## Available data
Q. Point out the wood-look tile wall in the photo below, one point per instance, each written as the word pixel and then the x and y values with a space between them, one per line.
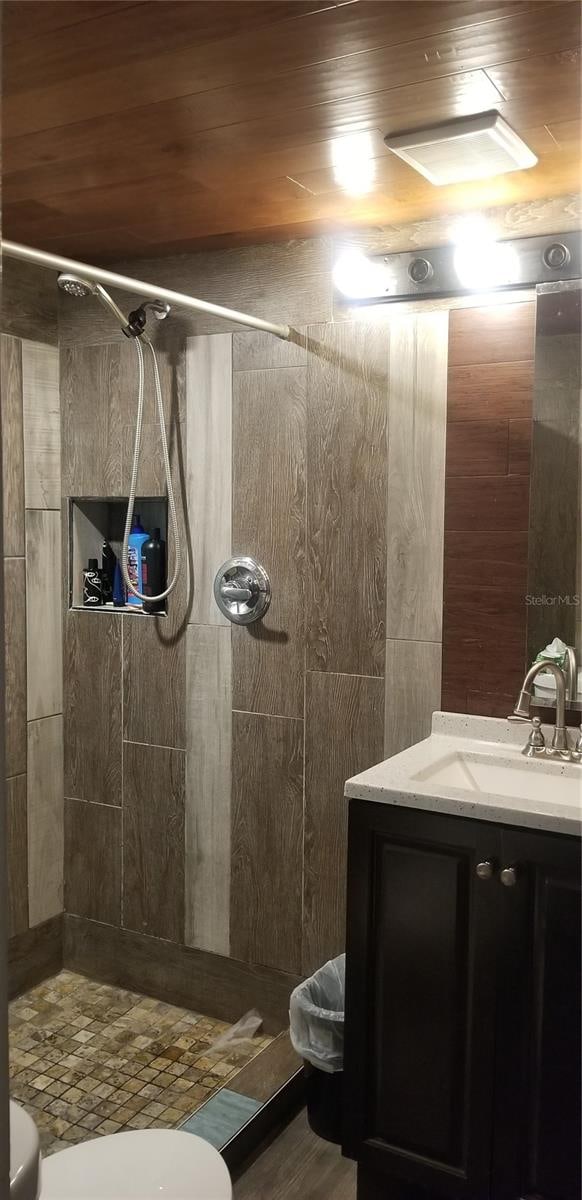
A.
pixel 30 408
pixel 489 435
pixel 313 456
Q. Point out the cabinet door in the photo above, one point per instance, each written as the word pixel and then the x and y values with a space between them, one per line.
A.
pixel 538 1123
pixel 420 999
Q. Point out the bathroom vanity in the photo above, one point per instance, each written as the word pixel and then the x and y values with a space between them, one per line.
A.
pixel 463 946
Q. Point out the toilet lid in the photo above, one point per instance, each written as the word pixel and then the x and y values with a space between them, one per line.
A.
pixel 145 1164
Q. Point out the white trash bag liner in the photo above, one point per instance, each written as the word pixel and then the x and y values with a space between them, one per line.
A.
pixel 316 1015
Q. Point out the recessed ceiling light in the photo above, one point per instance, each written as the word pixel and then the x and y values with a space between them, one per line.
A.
pixel 471 148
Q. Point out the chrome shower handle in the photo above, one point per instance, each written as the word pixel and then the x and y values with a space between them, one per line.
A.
pixel 235 592
pixel 243 591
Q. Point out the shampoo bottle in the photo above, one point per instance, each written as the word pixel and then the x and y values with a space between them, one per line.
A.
pixel 108 562
pixel 154 570
pixel 119 589
pixel 91 585
pixel 137 538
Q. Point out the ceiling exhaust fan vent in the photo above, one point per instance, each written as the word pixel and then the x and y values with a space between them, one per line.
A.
pixel 469 148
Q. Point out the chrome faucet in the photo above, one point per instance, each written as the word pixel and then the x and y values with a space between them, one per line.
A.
pixel 522 708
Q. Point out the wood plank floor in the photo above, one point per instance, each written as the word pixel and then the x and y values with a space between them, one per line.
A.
pixel 298 1167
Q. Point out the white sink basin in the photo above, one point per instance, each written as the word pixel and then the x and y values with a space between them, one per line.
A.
pixel 473 766
pixel 485 775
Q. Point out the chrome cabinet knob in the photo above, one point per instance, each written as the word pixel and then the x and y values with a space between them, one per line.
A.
pixel 509 876
pixel 243 591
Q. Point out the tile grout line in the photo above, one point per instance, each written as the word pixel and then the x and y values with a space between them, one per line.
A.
pixel 121 879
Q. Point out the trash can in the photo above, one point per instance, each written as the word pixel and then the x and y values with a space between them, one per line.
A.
pixel 316 1014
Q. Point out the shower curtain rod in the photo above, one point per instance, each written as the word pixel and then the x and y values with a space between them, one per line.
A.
pixel 125 283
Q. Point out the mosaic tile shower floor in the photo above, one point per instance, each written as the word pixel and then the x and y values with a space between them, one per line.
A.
pixel 88 1059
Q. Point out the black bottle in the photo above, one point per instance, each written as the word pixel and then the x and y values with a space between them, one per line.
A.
pixel 93 594
pixel 154 570
pixel 108 561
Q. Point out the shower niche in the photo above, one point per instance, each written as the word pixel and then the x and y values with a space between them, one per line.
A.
pixel 93 522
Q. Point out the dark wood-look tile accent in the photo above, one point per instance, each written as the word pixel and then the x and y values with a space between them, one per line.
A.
pixel 298 1164
pixel 520 447
pixel 267 840
pixel 491 390
pixel 497 334
pixel 346 588
pixel 35 955
pixel 17 855
pixel 486 558
pixel 11 396
pixel 29 301
pixel 155 651
pixel 93 706
pixel 269 435
pixel 268 1071
pixel 15 624
pixel 93 861
pixel 154 849
pixel 496 502
pixel 178 975
pixel 345 735
pixel 93 408
pixel 477 447
pixel 487 507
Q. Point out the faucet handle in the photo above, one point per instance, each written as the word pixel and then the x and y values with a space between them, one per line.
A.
pixel 535 743
pixel 577 749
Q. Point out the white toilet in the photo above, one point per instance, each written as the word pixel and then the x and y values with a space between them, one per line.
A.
pixel 147 1164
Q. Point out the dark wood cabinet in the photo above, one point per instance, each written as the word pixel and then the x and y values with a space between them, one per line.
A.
pixel 462 1008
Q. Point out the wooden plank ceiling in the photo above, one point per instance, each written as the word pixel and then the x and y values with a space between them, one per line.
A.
pixel 156 126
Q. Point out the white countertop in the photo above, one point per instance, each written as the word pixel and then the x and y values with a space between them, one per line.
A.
pixel 502 784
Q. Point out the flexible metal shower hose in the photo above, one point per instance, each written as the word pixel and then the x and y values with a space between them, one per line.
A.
pixel 135 475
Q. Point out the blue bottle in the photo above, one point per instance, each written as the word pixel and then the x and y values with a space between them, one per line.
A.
pixel 137 538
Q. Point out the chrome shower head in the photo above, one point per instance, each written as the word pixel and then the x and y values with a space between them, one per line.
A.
pixel 75 286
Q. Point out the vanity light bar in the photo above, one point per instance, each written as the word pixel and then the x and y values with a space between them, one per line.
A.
pixel 435 273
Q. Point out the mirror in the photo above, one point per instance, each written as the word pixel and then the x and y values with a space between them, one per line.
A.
pixel 553 597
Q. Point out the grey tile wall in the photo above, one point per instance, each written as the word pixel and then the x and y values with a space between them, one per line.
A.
pixel 29 388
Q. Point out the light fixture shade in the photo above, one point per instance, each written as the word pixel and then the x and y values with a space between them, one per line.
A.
pixel 471 148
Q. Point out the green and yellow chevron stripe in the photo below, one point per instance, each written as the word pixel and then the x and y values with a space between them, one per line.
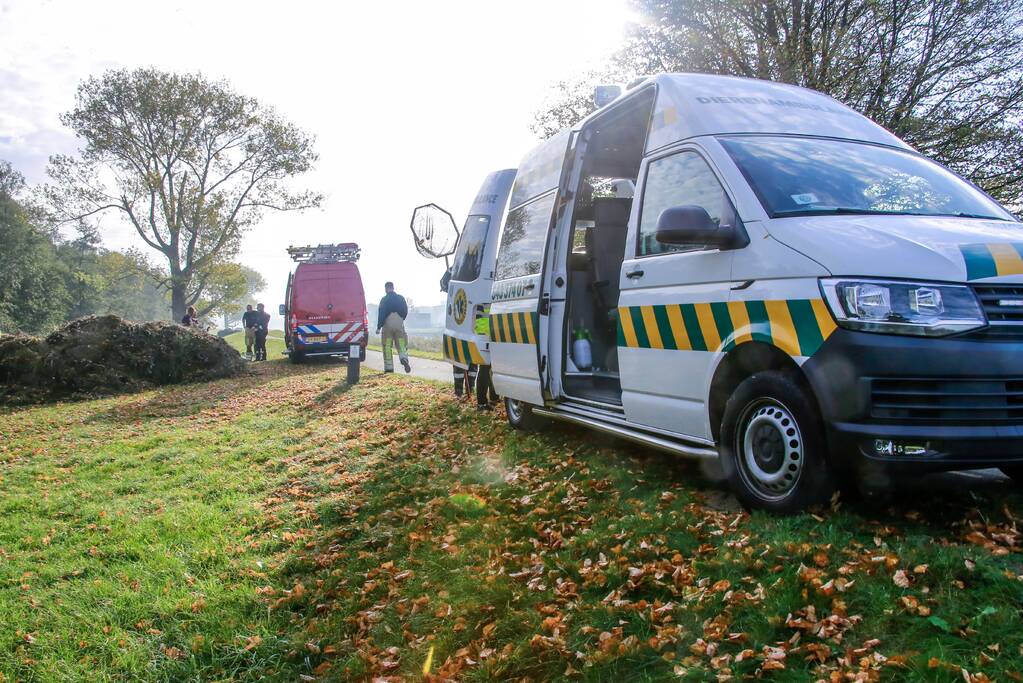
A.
pixel 514 327
pixel 460 351
pixel 797 326
pixel 992 260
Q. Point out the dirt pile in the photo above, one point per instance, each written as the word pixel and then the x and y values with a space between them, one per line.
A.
pixel 104 355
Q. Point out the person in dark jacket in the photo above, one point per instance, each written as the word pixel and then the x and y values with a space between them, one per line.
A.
pixel 190 318
pixel 249 324
pixel 391 318
pixel 262 328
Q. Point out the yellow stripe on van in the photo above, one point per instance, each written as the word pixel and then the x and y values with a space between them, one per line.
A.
pixel 1007 259
pixel 783 329
pixel 530 332
pixel 825 321
pixel 629 332
pixel 474 353
pixel 650 324
pixel 517 335
pixel 740 322
pixel 678 327
pixel 707 326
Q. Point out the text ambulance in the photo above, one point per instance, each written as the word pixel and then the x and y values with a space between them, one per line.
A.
pixel 790 288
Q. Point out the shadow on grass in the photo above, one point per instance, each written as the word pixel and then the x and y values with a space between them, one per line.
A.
pixel 183 400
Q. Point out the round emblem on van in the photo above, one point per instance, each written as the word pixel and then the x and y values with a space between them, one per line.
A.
pixel 460 307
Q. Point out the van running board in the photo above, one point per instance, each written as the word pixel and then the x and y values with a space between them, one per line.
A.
pixel 630 435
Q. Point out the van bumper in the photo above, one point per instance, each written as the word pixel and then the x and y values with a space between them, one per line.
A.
pixel 918 404
pixel 310 350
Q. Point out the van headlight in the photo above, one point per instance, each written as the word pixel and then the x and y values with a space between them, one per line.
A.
pixel 902 308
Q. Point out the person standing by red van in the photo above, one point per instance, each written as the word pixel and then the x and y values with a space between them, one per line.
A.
pixel 262 327
pixel 391 318
pixel 249 324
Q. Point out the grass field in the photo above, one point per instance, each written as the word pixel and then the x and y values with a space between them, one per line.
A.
pixel 274 344
pixel 283 525
pixel 419 347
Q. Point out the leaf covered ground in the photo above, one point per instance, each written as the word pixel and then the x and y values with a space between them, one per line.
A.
pixel 285 527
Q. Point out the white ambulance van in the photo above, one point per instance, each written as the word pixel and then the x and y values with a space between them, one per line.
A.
pixel 473 273
pixel 791 289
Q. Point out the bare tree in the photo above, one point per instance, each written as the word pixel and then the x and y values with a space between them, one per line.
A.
pixel 944 75
pixel 187 162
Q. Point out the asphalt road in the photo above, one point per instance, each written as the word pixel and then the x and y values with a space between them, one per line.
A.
pixel 438 370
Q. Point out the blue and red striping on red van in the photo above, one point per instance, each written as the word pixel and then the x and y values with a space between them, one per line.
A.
pixel 345 332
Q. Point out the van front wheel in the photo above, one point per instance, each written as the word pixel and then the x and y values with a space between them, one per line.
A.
pixel 772 445
pixel 521 415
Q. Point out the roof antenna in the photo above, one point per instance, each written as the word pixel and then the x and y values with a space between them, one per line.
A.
pixel 606 94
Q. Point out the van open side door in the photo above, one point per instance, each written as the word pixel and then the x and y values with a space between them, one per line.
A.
pixel 518 358
pixel 473 272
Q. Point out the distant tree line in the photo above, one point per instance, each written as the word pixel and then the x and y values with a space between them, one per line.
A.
pixel 946 76
pixel 46 279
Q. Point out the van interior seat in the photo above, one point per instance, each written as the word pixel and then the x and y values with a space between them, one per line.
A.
pixel 606 247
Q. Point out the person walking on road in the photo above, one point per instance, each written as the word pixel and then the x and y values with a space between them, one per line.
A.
pixel 249 324
pixel 262 327
pixel 391 318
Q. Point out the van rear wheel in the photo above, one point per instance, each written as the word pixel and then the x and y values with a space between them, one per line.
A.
pixel 772 445
pixel 521 415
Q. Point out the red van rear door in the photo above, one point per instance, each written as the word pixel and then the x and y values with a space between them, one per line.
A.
pixel 348 304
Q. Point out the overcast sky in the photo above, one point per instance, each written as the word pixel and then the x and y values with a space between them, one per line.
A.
pixel 410 102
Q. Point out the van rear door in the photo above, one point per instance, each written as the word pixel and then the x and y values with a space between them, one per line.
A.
pixel 516 356
pixel 347 304
pixel 473 272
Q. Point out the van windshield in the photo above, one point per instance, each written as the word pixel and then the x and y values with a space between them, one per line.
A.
pixel 803 176
pixel 469 255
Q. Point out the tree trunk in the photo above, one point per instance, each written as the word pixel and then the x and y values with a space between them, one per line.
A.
pixel 177 301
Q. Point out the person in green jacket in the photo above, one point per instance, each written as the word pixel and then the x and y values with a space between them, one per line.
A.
pixel 485 393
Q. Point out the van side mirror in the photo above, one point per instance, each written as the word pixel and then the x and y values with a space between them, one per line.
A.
pixel 692 225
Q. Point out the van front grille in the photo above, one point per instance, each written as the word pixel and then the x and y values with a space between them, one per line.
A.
pixel 1003 305
pixel 947 401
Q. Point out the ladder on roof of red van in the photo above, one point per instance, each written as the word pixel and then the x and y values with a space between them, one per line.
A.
pixel 346 252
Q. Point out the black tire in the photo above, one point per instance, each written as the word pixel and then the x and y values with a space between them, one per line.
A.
pixel 521 415
pixel 1015 472
pixel 773 451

## What to work on
Every line in the records that holds the word "door" should be copied into the answer.

## Solution
Q. Point out the cabinet door in the photo above, one point per instance, each written as the word pixel and then the x and y values with a space between them, one per line.
Q. Point out the van open side door in the photo above, one point per instance, each written as the word pixel and then the x and y values with a space between them, one per line.
Q. Point out the red van rear door in the photo above, one point per instance, each written as the word pixel and then the x and y values with a space between them, one per line.
Q. Point out the van rear door in the photo above, one point per instance, each written as the word pixel and then the x and y values with a space between them, one per line.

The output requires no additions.